## Source data

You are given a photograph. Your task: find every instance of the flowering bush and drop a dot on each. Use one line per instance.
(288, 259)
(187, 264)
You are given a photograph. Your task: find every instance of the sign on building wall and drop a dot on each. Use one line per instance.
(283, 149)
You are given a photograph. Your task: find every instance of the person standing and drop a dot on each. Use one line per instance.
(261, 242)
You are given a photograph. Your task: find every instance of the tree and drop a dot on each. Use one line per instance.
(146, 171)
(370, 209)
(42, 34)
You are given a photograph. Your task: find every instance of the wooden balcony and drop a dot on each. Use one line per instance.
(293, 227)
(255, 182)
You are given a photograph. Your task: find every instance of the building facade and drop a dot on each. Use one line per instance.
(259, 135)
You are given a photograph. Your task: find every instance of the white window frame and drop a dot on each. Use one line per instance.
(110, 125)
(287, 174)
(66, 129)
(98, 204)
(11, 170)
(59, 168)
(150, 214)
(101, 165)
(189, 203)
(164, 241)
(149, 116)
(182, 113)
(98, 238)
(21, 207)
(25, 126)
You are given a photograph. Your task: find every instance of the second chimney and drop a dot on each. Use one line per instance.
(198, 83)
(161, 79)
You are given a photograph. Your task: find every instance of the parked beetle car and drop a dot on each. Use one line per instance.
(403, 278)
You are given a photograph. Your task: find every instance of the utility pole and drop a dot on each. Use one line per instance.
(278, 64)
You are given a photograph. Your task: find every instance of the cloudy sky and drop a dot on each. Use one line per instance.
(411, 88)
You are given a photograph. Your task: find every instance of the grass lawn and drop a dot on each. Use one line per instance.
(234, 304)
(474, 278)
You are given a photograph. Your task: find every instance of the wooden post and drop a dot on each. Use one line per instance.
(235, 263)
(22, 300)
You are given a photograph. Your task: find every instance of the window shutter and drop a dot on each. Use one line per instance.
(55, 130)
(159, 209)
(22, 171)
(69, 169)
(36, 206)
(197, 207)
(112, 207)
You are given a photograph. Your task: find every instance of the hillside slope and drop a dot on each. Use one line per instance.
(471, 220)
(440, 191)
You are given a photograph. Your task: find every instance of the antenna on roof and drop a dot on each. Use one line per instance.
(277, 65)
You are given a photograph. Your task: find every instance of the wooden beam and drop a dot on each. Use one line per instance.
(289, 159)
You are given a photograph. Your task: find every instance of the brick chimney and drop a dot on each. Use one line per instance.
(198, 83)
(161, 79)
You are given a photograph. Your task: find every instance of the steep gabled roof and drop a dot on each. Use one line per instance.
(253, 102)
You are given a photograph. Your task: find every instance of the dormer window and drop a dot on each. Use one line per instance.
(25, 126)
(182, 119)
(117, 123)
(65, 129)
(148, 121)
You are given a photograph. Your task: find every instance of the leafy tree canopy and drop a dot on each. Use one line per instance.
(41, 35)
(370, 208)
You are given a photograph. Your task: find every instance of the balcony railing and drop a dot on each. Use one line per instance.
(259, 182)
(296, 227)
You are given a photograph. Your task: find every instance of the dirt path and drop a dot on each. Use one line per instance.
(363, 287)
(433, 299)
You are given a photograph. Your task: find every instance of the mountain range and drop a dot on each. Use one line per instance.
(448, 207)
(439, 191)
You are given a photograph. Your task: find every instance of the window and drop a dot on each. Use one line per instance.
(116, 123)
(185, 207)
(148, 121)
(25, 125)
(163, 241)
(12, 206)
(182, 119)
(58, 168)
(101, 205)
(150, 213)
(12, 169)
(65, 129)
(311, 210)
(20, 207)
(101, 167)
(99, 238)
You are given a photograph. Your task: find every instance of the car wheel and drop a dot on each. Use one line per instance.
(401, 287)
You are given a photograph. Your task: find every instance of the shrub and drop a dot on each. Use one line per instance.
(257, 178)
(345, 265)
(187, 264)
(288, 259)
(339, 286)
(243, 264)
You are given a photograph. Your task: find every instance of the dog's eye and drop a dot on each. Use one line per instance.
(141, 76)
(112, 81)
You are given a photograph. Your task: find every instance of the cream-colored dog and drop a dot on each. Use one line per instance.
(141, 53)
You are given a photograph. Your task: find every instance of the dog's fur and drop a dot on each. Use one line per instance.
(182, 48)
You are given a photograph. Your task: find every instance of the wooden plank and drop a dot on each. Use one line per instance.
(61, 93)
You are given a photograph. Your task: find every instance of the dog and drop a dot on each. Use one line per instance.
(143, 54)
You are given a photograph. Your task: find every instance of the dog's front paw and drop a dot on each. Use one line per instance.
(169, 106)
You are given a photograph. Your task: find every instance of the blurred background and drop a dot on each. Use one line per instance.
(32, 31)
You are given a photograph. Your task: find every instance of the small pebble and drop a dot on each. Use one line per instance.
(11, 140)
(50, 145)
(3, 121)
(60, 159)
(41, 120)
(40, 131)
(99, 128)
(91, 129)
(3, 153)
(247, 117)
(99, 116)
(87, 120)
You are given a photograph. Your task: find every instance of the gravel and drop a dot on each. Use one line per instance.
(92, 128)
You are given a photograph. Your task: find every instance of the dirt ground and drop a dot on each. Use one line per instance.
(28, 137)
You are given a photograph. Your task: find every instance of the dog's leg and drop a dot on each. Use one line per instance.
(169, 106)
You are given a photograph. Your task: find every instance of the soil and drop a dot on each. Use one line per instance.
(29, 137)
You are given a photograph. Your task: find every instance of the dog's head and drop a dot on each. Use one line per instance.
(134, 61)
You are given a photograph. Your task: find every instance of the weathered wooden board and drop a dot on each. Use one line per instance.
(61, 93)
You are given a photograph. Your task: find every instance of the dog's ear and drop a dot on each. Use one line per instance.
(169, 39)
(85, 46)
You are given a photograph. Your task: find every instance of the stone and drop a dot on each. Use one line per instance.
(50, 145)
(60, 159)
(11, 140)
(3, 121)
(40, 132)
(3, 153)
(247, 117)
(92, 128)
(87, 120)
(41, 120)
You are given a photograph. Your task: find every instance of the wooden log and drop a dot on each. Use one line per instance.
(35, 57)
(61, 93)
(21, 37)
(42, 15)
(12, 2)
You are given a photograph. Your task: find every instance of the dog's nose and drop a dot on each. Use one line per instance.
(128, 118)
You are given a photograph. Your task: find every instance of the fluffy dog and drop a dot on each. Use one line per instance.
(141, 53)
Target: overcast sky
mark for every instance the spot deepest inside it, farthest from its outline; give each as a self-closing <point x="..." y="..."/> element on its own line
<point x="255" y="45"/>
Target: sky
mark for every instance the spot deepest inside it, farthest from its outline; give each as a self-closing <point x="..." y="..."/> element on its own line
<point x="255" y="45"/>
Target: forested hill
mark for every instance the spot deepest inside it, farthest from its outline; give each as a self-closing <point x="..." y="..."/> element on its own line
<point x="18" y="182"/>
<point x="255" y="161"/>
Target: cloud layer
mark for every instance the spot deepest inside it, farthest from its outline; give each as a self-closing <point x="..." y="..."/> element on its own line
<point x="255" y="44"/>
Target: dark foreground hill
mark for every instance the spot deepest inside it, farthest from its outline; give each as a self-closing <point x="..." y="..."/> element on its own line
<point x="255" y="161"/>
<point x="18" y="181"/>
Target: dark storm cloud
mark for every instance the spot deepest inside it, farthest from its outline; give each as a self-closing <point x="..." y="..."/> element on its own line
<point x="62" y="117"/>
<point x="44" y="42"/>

## Exercise instructions
Whenever a line in the data above contains the word "Target", include it in the tally, and report only the final number.

## Solution
6